Saved entries:

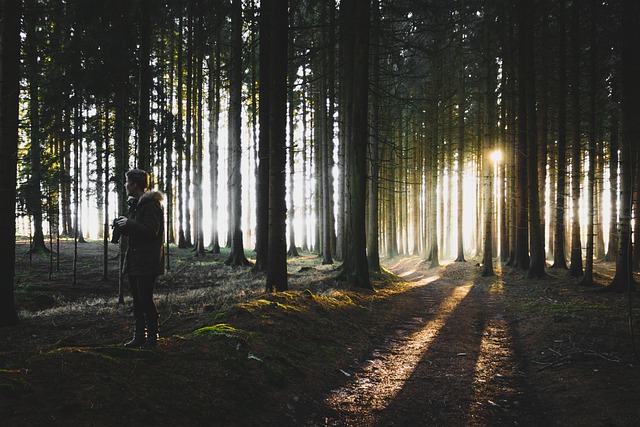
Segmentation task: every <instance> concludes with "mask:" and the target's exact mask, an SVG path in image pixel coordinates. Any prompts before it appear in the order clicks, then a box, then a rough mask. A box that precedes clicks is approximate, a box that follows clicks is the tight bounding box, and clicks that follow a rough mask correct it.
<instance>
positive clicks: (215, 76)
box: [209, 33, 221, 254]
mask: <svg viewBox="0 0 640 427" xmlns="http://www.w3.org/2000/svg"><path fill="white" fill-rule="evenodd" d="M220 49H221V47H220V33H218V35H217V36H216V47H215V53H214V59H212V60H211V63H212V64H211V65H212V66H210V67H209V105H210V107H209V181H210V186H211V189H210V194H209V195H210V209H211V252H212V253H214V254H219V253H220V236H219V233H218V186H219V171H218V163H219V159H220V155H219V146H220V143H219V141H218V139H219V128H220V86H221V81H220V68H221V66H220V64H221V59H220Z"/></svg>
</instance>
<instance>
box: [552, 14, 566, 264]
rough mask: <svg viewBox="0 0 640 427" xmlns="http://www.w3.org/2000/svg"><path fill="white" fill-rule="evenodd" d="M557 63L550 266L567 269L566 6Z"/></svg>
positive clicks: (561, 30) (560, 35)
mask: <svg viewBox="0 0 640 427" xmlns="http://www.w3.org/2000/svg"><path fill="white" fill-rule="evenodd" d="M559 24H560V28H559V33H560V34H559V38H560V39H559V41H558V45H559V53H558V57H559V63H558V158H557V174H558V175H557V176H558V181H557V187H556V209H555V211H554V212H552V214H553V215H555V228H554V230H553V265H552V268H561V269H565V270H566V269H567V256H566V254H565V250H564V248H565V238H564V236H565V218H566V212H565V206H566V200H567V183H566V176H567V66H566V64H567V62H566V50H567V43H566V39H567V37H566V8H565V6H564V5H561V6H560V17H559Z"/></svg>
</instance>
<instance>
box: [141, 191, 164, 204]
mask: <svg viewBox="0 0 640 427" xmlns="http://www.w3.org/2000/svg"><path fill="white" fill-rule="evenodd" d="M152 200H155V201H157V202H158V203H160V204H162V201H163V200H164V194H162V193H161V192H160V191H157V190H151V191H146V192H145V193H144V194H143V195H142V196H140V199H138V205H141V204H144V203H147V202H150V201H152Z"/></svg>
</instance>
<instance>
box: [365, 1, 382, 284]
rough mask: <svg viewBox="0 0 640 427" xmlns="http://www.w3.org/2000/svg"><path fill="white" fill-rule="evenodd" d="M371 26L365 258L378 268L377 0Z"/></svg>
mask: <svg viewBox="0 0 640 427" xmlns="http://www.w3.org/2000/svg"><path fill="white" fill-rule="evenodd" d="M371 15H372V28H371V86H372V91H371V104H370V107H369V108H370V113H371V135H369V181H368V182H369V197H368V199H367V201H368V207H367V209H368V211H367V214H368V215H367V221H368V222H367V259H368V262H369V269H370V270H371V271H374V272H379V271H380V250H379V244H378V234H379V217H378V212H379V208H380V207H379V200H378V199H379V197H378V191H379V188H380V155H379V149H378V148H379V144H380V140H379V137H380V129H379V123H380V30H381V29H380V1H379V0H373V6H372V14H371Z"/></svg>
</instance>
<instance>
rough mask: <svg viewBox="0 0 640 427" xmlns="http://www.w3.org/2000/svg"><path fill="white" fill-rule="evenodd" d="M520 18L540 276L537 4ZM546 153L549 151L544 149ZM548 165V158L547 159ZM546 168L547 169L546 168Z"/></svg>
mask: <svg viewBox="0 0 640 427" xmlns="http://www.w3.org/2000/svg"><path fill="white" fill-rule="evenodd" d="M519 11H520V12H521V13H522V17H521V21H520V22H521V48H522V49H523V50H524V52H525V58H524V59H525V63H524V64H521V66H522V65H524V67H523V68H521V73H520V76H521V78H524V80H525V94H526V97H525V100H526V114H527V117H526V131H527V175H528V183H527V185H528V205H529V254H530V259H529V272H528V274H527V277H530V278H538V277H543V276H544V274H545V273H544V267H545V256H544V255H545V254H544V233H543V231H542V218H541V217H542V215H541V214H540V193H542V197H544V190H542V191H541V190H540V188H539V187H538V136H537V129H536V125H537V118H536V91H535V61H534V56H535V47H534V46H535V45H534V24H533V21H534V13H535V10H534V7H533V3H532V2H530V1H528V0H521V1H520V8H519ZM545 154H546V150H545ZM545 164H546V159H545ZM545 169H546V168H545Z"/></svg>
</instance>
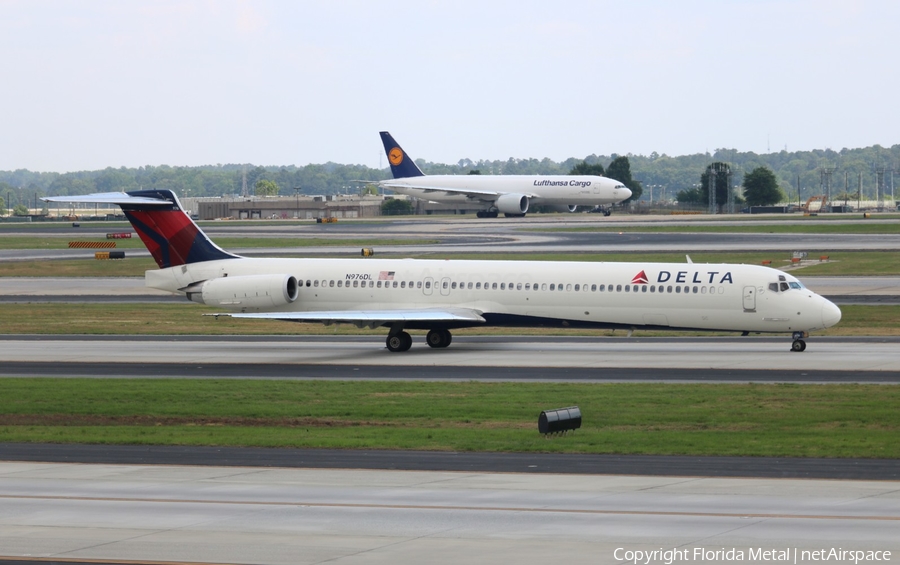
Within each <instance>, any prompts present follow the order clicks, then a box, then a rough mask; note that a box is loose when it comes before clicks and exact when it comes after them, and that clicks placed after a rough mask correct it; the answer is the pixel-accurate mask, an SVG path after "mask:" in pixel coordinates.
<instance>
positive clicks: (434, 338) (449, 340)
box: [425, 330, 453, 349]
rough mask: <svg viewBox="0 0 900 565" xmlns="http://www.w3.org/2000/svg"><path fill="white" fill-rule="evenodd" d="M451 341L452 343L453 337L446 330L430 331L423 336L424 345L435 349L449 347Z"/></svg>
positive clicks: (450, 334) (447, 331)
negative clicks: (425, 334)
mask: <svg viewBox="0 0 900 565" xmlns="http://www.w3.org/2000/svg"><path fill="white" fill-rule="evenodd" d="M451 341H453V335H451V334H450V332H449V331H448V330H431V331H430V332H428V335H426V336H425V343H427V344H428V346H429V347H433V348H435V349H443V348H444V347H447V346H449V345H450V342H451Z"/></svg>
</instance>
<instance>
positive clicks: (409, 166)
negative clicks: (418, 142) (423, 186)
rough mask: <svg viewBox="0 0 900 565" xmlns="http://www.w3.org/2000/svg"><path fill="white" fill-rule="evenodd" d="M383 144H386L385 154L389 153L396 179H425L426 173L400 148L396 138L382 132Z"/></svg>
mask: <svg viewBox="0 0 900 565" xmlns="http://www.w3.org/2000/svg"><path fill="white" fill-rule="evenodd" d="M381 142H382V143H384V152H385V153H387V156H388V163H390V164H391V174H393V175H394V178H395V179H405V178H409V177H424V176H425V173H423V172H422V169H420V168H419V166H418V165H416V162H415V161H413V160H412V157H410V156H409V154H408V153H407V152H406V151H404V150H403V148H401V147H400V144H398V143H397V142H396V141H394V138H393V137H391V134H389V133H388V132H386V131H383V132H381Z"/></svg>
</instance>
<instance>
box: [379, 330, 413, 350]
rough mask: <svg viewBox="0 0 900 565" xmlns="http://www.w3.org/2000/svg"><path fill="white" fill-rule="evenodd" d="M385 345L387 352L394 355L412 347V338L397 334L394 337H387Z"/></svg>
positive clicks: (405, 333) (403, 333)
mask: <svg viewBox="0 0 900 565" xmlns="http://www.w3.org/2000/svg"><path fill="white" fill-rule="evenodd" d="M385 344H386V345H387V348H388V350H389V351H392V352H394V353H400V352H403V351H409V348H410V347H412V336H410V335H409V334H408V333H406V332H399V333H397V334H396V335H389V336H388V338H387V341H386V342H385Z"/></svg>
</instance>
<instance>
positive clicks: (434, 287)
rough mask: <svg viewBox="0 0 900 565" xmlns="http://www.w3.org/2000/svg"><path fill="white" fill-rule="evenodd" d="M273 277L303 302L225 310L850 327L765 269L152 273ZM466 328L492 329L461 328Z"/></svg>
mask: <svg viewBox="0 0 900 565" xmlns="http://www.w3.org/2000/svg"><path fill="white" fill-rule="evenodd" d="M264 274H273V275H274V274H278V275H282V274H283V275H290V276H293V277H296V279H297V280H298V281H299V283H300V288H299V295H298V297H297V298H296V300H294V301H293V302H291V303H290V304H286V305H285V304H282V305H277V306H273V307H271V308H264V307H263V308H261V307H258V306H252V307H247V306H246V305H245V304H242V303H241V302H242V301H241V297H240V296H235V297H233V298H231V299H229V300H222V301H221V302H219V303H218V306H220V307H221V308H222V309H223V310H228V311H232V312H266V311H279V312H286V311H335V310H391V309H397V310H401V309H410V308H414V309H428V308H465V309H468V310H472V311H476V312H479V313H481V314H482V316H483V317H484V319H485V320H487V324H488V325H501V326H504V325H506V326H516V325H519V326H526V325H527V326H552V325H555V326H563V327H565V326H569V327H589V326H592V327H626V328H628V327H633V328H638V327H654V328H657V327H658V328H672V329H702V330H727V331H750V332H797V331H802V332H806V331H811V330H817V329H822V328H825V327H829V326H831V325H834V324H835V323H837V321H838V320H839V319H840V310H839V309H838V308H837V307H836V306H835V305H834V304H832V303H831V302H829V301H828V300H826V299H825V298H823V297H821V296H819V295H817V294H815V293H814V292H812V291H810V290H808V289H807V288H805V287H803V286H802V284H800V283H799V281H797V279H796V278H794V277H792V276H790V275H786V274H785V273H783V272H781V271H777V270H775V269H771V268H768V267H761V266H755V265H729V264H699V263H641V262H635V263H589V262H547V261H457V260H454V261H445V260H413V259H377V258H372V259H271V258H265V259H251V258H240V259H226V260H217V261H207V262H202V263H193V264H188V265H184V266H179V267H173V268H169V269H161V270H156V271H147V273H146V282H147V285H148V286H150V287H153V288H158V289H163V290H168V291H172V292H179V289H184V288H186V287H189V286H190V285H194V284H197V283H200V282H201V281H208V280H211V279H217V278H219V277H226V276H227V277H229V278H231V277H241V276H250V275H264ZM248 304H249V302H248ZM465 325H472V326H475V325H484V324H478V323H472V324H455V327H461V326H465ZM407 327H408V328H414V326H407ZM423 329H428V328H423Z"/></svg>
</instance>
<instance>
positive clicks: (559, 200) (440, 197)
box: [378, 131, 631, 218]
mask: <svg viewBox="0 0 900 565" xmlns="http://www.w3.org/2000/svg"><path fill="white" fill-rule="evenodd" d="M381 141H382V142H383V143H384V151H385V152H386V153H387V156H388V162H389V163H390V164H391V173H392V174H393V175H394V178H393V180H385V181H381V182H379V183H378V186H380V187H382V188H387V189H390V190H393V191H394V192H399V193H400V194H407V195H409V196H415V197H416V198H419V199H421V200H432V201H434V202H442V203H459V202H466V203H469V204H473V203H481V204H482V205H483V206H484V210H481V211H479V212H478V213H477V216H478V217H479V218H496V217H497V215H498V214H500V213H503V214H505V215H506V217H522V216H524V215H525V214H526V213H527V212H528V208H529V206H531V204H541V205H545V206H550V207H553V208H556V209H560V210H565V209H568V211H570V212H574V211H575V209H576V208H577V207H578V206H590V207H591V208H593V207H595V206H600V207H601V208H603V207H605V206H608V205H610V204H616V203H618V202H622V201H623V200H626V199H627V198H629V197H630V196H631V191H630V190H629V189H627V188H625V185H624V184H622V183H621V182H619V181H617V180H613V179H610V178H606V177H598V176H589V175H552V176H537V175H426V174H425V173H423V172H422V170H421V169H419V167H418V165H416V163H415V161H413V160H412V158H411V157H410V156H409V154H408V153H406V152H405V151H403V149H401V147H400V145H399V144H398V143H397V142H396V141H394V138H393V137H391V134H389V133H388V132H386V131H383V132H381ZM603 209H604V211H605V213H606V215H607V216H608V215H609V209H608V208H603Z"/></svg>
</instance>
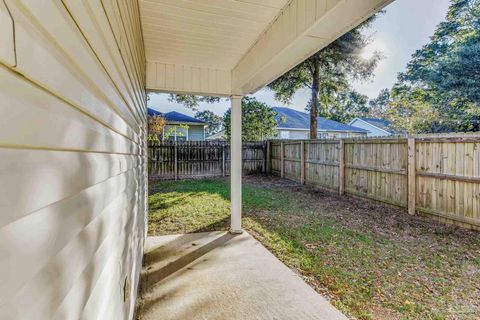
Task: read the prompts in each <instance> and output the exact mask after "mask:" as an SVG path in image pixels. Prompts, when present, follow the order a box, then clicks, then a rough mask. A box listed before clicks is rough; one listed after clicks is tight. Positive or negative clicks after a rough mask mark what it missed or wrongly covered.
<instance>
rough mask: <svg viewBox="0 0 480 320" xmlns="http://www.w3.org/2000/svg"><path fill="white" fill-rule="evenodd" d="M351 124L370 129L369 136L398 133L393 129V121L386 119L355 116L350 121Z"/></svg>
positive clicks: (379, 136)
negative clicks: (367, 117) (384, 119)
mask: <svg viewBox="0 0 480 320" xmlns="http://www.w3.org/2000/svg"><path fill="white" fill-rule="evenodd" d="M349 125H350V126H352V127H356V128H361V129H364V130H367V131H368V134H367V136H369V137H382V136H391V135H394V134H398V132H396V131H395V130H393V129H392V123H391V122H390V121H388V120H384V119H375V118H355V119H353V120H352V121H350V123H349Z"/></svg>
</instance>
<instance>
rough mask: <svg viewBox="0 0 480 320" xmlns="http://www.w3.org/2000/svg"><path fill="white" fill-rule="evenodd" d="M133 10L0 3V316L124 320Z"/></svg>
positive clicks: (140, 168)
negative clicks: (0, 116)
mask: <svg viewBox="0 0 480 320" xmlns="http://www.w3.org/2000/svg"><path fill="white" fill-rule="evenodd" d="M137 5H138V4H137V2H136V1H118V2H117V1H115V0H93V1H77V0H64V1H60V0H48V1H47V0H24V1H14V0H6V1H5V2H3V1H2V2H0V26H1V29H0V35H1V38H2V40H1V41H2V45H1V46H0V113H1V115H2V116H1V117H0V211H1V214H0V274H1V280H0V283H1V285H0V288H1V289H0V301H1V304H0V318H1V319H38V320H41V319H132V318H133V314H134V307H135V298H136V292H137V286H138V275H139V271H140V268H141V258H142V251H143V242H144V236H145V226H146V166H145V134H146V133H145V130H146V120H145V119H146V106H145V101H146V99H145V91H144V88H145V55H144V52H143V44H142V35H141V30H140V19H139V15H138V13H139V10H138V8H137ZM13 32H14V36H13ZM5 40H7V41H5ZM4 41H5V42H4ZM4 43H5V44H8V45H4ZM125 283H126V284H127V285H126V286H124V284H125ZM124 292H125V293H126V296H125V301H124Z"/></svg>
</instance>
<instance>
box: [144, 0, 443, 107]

- Directions for this task -
Copy out each line of the data where the string "present" appears.

- Answer space -
Within each <instance>, any prompts present follow the order clicks, then a box, then a rough mask; note that a box is loose when it comes before clicks and exact when it comes after them, and that clicks placed after a rough mask correct it; the answer is the pixel-accurate mask, an SVG path after "mask:" in pixel coordinates.
Task: read the prompts in each <instance> and output the exact mask after "mask:" as an SVG path in image pixels. Prompts, when present, follow the order a box, then clicks, then a rough mask. A box listed before clicks is rough; one listed after clicks is tight. Positive or negative clicks after a rough mask mark what it missed or wrongly covered.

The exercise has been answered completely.